- **Your goal**
Exactly reproduce each record listed below.

— Start of Exercise material —

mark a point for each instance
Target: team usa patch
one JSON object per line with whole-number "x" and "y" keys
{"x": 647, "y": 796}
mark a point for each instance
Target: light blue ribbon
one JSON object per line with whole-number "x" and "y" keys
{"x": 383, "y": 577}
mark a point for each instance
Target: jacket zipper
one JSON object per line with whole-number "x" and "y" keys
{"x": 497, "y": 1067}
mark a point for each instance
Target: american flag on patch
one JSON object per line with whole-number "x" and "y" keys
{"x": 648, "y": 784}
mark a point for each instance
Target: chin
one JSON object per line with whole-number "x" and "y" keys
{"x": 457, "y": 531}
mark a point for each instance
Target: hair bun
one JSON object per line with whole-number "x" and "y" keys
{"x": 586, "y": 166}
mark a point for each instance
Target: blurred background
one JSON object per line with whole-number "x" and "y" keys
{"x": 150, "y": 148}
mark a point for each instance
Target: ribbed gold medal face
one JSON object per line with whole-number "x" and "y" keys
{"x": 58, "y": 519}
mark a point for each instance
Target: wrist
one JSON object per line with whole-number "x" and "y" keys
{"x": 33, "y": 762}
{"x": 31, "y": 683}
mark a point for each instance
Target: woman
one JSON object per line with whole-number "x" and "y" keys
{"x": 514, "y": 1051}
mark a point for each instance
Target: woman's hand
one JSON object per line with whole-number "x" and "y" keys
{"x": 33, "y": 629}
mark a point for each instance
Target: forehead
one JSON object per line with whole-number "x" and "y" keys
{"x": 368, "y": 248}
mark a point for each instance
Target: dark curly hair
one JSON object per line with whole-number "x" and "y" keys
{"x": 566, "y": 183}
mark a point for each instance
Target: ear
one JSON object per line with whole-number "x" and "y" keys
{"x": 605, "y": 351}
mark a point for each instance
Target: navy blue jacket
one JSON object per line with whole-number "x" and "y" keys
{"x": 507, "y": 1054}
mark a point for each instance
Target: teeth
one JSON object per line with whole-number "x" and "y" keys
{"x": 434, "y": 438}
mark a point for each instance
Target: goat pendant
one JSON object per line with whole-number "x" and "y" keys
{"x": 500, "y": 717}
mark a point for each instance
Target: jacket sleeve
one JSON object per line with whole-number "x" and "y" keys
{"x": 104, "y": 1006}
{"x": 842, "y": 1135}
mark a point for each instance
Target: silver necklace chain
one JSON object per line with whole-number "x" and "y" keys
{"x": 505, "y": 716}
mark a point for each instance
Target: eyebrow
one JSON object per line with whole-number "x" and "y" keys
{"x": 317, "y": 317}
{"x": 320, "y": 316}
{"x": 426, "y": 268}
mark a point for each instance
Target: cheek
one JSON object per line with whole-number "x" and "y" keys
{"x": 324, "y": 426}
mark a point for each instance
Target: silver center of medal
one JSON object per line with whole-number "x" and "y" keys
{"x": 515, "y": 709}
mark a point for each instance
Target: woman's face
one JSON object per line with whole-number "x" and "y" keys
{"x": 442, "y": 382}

— End of Exercise material —

- **Written reply**
mark a point for each instance
Target: team usa patch
one JSON object per line with whole-number "x" and "y" keys
{"x": 647, "y": 796}
mark a point for each instance
Target: light blue ribbon
one JSON object per line with whole-number "x" and "y" keys
{"x": 383, "y": 577}
mark a point for each instance
Target: jacket zipper
one JSON object per line with whole-number "x" and "y" keys
{"x": 497, "y": 1067}
mark a point for each instance
Target: american flag on patch
one JSON object per line with whole-number "x" and "y" keys
{"x": 648, "y": 784}
mark a point for each instance
Target: chin
one JSON object per line with whole-number "x" and "y" keys
{"x": 457, "y": 531}
mark a point for each instance
Target: hair bun
one JSON object per line with whole-number "x" and "y" keys
{"x": 586, "y": 166}
mark a point for each instance
Target: blurred background
one JSON object per line with whole-number "x" and "y" keys
{"x": 150, "y": 148}
mark a point for each instance
Target: ribbed gold medal face
one JSON object per line with whole-number "x" and "y" keys
{"x": 58, "y": 519}
mark a point for each instance
Target: wrist
one JSON object per line with whole-number "x" and "y" keys
{"x": 33, "y": 762}
{"x": 31, "y": 683}
mark a point for each instance
Target: woman
one JSON object per line with whole-number "x" and "y" keys
{"x": 514, "y": 1051}
mark a point for each instance
Target: woman's hand
one JSON object per line with whole-number "x" and "y" keys
{"x": 33, "y": 629}
mark a point for each instance
Target: forehead
one JSON object per line with whole-number "x" and "y" keys
{"x": 368, "y": 248}
mark a point for each instance
Target: dark curly hair
one JSON object per line with whole-number "x" and "y" keys
{"x": 566, "y": 183}
mark a point for each instance
Target: ear
one JSON object per line with whole-number "x" and "y" keys
{"x": 605, "y": 351}
mark a point for each instance
Target: navy blue jacket
one JSON object per line with whole-number "x" and "y" keys
{"x": 507, "y": 1054}
mark a point for each instance
Target: teeth
one JSON object per line with whole-number "x" and "y" keys
{"x": 434, "y": 438}
mark a point for each instance
Target: goat pendant
one JSON object per line with whole-number "x" and "y" keys
{"x": 500, "y": 717}
mark a point for each instance
Target: jacket sleeve
one JSON object per line with whole-number "x" and "y" keys
{"x": 104, "y": 1006}
{"x": 842, "y": 1135}
mark a point for each instance
Target: silver necklace chain
one JSON object per line with whole-number "x" and "y" keys
{"x": 505, "y": 716}
mark a point for each instance
Target: eyebrow
one JSON object per line with whole-number "x" and "y" keys
{"x": 317, "y": 317}
{"x": 320, "y": 316}
{"x": 426, "y": 268}
mark a point for each instance
Target: cheek
one JSON object per line with whole-number "x" and "y" keys
{"x": 324, "y": 426}
mark a point for each instance
Target: silver center of medal
one JSON object per line with whole-number "x" and "y" keys
{"x": 515, "y": 709}
mark a point for each instance
Target: woman's face
one JSON object per line with whole-number "x" and "y" keys
{"x": 442, "y": 382}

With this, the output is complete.